■ **TASK LIST**:
(a) According to the text on cross-coupling reactions, which metal catalysts are generally used?
(b) Copy out the cross-coupling text from "These reactions are" to "useful synthetic method.".

---------- EXERCISE TEXT

Cross-Coupling Reactions

Cross-coupling reactions use a metal catalyst to combine an aryl halide electrophile and an organometallic nucleophile. Palladium or nickel catalysts are generally used. 

 

Importance

Cross-coupling reactions are used frequently in synthesis in molecules with many industrial applications. They are used in pharmaceuticals, agrochemicals (pesticides, herbicides), natural products (hormones, vitamins), and materials science (organic semiconductors, conductive polymers).

These reactions are reliable and reproducible and often have high yields. They can be used to form C-C and C-X bonds which is a very useful synthetic method.

There is a large amount of research still being done in this field. 

 

Drawbacks

  • Efficiency
    • Reactions must be optimized for each substrate used
    • Halides, boronic acids, alkynes, etc often needed that could add extra steps
  • Harsh Conditions/Toxicity
    • High temp, strong bases, inert atmospheres for reactions not stable in air
    • Heavy metal contamination
    • Toxic coupling reagents, such as tin in Stille coupling
  • Cost
    • Metal catalysts can be expensive and hard to scale up for industrial use

 

Reactions

 

General Mechanism

     R-X + M-R' → R-R' 

 

R = Electrophile

R' = Nucleophile

 

Catalytic Cycle

Every step in the catalytic cycle is important. Many of these steps could be rate limiting steps.

--------------------
---------- STORED DATA

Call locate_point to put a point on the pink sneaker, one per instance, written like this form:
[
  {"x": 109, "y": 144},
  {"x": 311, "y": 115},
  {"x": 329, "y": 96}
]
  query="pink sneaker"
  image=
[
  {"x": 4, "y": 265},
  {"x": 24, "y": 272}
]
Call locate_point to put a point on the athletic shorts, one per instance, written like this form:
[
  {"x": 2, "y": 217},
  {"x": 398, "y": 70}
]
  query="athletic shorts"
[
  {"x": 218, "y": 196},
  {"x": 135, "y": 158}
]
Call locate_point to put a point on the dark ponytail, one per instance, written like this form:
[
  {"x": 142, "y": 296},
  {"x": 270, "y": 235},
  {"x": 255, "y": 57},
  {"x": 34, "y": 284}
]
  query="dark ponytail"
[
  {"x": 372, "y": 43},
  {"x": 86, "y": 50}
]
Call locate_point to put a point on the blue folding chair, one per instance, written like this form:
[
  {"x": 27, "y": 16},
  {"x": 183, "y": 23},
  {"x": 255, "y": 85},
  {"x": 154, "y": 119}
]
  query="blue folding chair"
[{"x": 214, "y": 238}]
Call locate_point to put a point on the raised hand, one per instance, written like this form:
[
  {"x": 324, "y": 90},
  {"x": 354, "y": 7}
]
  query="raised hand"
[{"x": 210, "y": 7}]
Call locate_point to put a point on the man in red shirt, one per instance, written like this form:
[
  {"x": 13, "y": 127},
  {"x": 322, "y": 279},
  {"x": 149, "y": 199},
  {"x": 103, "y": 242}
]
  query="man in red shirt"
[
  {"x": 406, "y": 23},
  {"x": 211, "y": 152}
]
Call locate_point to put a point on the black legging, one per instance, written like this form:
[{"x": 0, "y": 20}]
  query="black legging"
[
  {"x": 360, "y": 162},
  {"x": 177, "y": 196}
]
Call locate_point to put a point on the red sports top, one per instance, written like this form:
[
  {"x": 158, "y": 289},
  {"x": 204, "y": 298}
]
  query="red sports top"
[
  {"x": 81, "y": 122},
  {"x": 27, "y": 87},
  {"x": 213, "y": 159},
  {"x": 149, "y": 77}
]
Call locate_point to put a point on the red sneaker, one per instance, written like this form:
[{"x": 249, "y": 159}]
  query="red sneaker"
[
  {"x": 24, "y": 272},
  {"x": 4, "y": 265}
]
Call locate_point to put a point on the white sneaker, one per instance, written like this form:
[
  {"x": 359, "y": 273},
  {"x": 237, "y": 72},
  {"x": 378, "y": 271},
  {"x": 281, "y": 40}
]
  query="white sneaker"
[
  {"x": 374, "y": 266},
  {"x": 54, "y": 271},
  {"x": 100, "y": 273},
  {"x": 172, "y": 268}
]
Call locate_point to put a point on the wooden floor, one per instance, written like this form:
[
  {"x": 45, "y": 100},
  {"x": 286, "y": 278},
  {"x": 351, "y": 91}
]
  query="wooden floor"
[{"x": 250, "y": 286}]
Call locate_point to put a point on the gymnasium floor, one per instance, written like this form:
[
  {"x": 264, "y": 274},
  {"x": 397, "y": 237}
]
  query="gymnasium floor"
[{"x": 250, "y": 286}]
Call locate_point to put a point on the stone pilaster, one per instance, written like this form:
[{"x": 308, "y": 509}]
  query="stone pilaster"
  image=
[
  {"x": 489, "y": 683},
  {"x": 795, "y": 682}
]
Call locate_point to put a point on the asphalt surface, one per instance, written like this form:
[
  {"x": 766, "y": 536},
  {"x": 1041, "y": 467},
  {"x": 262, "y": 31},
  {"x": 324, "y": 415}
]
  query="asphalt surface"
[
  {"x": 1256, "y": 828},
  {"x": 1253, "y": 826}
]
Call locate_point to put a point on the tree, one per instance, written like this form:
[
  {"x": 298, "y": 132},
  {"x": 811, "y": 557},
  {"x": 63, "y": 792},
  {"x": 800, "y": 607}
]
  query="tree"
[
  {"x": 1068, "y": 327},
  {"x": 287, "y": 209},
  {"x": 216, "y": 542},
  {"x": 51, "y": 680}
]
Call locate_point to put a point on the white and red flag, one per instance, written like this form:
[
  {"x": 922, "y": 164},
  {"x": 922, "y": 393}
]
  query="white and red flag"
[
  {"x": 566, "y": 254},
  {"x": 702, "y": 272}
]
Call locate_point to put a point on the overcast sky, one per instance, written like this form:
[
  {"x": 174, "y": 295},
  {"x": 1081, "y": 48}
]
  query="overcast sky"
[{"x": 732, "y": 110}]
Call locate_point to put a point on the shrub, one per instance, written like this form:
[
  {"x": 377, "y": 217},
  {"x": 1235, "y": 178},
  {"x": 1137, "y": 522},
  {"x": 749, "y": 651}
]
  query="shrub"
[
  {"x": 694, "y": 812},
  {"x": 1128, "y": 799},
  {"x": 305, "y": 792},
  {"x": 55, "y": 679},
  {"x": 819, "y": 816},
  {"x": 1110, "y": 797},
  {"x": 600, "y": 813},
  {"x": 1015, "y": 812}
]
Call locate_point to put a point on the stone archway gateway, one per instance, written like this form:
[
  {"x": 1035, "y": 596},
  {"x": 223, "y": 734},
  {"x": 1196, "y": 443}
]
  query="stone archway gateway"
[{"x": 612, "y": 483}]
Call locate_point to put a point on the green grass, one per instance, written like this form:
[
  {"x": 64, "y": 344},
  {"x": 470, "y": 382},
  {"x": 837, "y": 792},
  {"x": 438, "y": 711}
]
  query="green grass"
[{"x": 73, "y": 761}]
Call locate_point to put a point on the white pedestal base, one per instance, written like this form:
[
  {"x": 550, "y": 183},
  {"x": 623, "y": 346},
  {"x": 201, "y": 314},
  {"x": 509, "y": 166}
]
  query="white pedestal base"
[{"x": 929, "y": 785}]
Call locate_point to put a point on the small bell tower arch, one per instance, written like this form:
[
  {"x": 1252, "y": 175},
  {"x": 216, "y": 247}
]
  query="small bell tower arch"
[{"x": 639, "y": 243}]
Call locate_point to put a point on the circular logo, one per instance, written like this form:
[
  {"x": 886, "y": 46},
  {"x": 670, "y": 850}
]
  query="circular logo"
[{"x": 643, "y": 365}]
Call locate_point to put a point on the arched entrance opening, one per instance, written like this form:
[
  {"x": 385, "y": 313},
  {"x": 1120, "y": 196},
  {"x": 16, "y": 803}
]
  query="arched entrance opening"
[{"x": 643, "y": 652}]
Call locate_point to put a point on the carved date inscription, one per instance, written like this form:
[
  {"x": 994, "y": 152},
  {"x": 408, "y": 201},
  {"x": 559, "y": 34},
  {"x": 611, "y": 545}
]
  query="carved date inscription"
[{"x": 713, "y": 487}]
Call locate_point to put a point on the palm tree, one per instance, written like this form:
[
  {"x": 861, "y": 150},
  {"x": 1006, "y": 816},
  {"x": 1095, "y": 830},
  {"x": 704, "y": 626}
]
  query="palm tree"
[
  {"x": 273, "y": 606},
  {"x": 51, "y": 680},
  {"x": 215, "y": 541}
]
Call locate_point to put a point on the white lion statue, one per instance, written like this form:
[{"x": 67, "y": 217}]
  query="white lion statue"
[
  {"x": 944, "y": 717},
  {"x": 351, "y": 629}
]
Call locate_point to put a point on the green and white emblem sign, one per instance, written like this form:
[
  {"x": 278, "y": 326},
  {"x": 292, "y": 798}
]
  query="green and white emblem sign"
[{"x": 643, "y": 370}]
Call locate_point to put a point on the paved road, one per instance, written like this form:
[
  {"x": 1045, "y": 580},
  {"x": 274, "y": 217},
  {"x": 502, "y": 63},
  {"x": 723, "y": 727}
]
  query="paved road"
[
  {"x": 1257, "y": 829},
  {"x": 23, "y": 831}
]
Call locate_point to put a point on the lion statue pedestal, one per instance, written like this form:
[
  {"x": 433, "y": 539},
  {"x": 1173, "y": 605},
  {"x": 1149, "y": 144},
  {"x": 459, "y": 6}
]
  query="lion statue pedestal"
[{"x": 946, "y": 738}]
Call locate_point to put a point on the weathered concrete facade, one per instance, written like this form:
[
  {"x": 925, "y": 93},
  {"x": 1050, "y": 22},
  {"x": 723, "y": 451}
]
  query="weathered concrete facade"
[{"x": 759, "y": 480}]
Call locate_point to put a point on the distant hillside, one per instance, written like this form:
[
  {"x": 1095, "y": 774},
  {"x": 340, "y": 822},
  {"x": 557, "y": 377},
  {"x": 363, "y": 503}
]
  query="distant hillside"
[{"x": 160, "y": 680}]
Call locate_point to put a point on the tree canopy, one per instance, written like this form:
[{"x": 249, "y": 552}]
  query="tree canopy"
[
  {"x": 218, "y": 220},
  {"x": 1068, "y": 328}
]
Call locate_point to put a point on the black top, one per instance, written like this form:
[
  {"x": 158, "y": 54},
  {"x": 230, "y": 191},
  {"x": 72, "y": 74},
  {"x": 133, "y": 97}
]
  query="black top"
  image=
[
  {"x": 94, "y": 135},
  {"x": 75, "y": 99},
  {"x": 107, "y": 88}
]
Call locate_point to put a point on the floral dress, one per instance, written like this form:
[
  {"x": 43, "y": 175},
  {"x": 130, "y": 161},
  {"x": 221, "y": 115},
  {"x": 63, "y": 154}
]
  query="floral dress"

--------------------

■ **SOLUTIONS TO THE EXERCISE**:
(a) Palladium or nickel catalysts.

(b)
These reactions are reliable and reproducible and often have high yields. They can be used to form C-C and C-X bonds which is a very useful synthetic method.